▶ THE EXERCISE:
Reproduce every line of the records below except the pictures, adding 120 to each x and y coordinate in the answer points only.

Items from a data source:
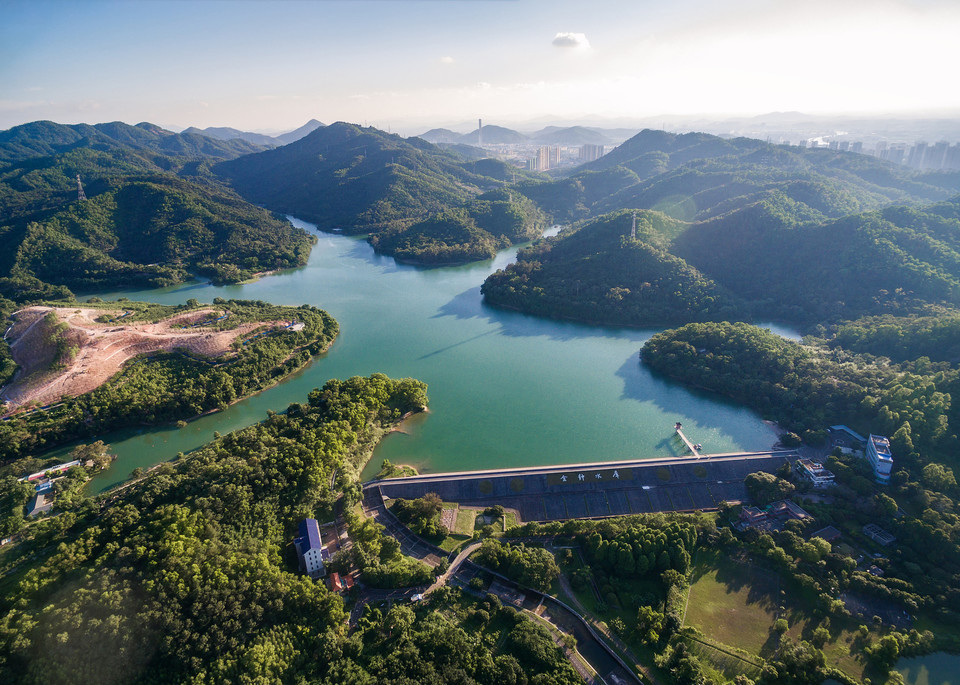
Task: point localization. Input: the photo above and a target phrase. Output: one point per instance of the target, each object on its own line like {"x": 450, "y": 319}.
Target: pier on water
{"x": 694, "y": 449}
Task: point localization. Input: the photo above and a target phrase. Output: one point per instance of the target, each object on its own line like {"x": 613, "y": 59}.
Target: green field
{"x": 733, "y": 603}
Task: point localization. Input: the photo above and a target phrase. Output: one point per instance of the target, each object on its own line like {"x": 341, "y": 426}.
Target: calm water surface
{"x": 506, "y": 389}
{"x": 934, "y": 669}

▶ SOLUTION TO THIS PROBLEM:
Task: point localization. Input: the photo above and a target phrase. Output: one point per instance of the target, each object on its own line like {"x": 450, "y": 319}.
Target: pier on water
{"x": 814, "y": 569}
Task: point localization. Input: the photo above and a target phrase. Output: one point per instance of the target, each object on its own line like {"x": 613, "y": 59}.
Target: green field
{"x": 853, "y": 723}
Task: point localization. Input: the photo above and a target phrase. Output: one point per instance of the target, each object on its own line like {"x": 341, "y": 426}.
Target: calm water surface
{"x": 626, "y": 509}
{"x": 1054, "y": 789}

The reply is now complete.